* **What to do**: Continue the blog post about the writer's stomach issues and positive ANA test from where it stops.

Tuesday, November 29, 2011

When is enough, enough?

For nearly a week now, I've been dealing with persistent digestive/stomach issues. Now, I am no stranger to these "flare ups" and "attacks". I've been dealing with it for years. Sometimes I'll go weeks without any problems. Sometimes it's a couple days in a row that I have issues.

This is the longest I've ever had issues, and to be honest, it's scaring me.

To some people, this may not seem like a big deal. So what? It's just IBS (it could be, who knows?). Oh, easy fix. It's just a food allergy (doubtful since I can't pinpoint one or two particular things). Why am I so concerned then?

Because of that positive ANA test I had. The rheumatologist told me there was no auto-immune disease, but he was going to run more tests again, just in case. I never went in to have the blood drawn for them. But that keeps playing in mind -- why did that ANA test come back positive if there's nothing wrong?

* **Stored data**:
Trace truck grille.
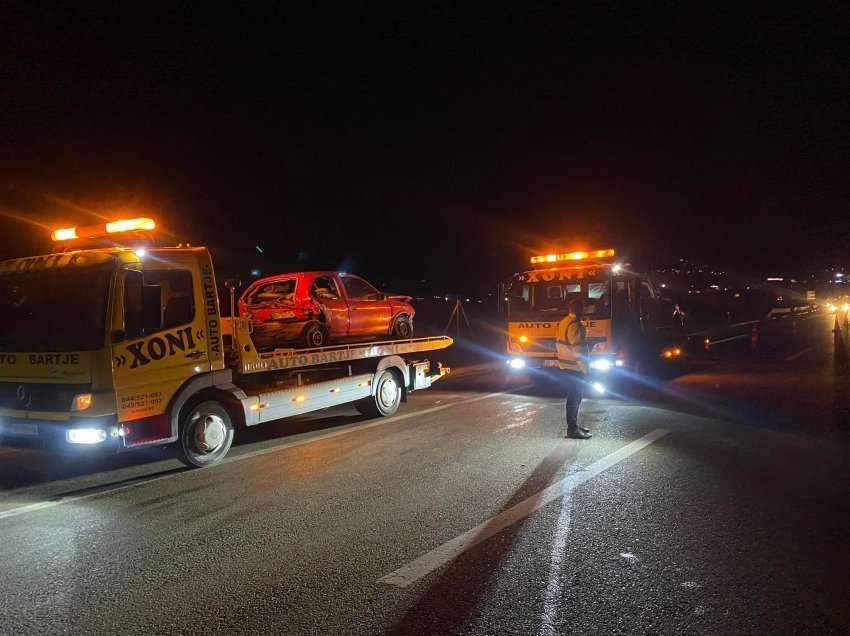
[0,382,91,411]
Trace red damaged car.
[239,272,415,349]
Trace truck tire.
[301,322,328,349]
[177,400,233,468]
[392,314,413,340]
[354,369,401,417]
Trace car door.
[309,274,350,338]
[245,277,295,324]
[340,274,392,336]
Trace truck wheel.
[179,400,233,468]
[301,322,328,349]
[354,370,401,417]
[393,315,413,340]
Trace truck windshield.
[0,263,114,352]
[508,278,611,321]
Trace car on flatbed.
[239,272,416,349]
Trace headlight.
[68,428,106,444]
[71,393,91,411]
[590,358,614,371]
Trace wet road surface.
[0,315,850,634]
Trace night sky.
[0,3,850,284]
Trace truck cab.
[0,218,452,467]
[506,249,684,378]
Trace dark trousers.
[566,373,584,429]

* **Output**:
And you know what? Stomach issues like I'm having could very well be an auto-immune disease itself. It could be just something that goes hand in hand with a different disease.

And it may not be anything auto-immune at all. Maybe it's nothing serious. Maybe it's something worse. I'm afraid at what the answers may be.

But I'm tired of dealing with the pain, the discomfort, the what-ifs and the worry. I need to be brave and go see the doctor. Do you suppose Santa will bring me some courage for Christmas, or do I need to go see the Wizard?